TO DO: Using the entries below, return word for word the lines from the one containing "The automated pipeline tagged small" up to and including the last.

AVAILABLE DATA:
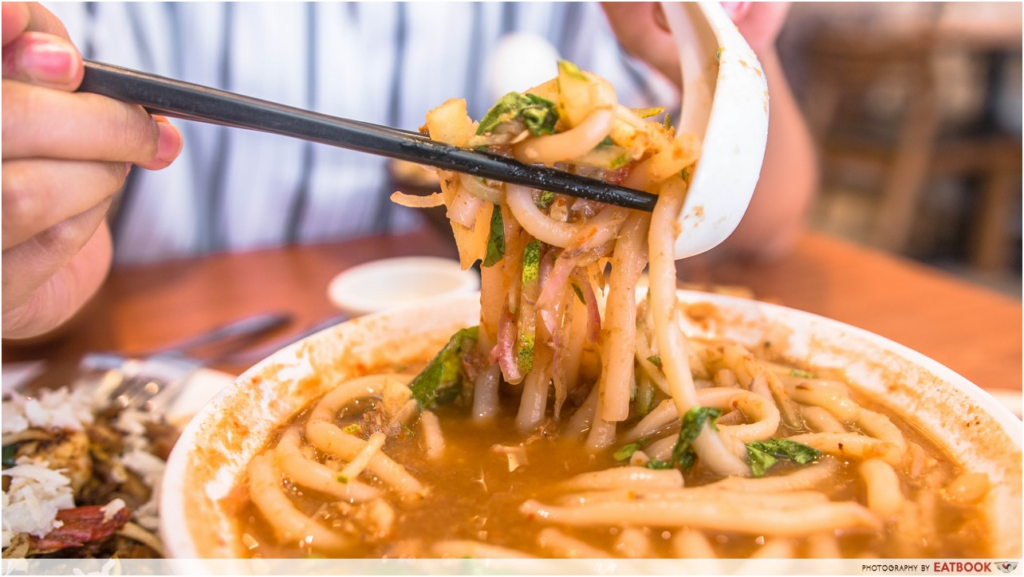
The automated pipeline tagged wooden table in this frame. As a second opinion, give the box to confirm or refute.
[4,228,1020,394]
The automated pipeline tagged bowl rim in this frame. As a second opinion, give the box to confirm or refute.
[160,290,1022,559]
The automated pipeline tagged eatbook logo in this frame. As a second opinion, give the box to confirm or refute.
[996,562,1018,573]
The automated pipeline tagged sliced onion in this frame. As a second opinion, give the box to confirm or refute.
[496,307,523,384]
[507,184,628,249]
[461,175,505,204]
[512,108,616,167]
[448,186,484,229]
[390,191,444,208]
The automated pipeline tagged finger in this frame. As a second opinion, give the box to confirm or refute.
[2,80,184,168]
[1,197,111,323]
[2,3,30,46]
[2,159,128,249]
[3,32,83,91]
[2,220,111,339]
[2,3,70,46]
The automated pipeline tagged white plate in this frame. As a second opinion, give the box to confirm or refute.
[161,291,1022,559]
[326,257,479,317]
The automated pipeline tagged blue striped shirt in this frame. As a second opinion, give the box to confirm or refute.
[48,2,675,264]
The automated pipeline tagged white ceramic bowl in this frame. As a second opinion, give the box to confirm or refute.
[161,292,1022,559]
[326,257,479,317]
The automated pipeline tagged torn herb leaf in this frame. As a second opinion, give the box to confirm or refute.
[476,92,559,136]
[646,355,662,368]
[598,136,614,147]
[681,166,692,181]
[536,191,557,209]
[337,475,350,484]
[342,424,362,435]
[746,444,777,478]
[671,407,722,471]
[483,205,505,267]
[745,438,823,477]
[716,47,724,62]
[613,442,643,462]
[401,423,416,438]
[663,112,673,131]
[790,368,817,379]
[646,459,672,470]
[409,326,479,408]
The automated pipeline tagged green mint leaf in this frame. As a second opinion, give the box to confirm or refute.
[520,94,559,135]
[409,326,479,408]
[745,438,822,477]
[598,136,614,147]
[767,438,823,465]
[646,355,662,368]
[476,92,559,136]
[613,442,643,462]
[746,444,777,477]
[646,459,672,470]
[483,205,505,267]
[671,407,722,471]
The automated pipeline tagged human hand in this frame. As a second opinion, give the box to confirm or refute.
[2,2,183,338]
[602,2,791,85]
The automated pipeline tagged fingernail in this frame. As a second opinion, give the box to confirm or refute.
[155,119,182,164]
[21,41,77,83]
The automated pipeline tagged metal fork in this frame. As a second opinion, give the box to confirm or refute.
[83,312,291,412]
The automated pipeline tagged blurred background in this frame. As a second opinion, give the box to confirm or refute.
[777,2,1022,297]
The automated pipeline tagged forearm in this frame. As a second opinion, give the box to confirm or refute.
[717,47,818,260]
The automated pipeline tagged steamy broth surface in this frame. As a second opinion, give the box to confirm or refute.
[229,357,989,559]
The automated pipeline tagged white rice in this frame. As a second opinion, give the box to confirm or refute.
[2,387,97,435]
[1,457,75,547]
[112,409,167,531]
[2,391,169,546]
[100,498,126,523]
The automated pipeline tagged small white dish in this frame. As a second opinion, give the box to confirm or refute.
[326,257,480,317]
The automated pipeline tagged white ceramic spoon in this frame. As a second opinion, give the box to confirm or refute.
[663,2,770,259]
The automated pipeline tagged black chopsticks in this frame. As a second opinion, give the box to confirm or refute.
[77,60,658,212]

ANSWER:
The automated pipeline tagged small white dish in this frame. As a second opinion, give the box to confirm or refute.
[326,257,480,317]
The automated pipeline tagged white ceramic spoon in this frame. As a second opinion, give the box to confirm or refute.
[663,2,770,259]
The automated pipeline tagged black chopsticks in this frame. As a second opinion, give the box to confirm or refute.
[77,60,658,212]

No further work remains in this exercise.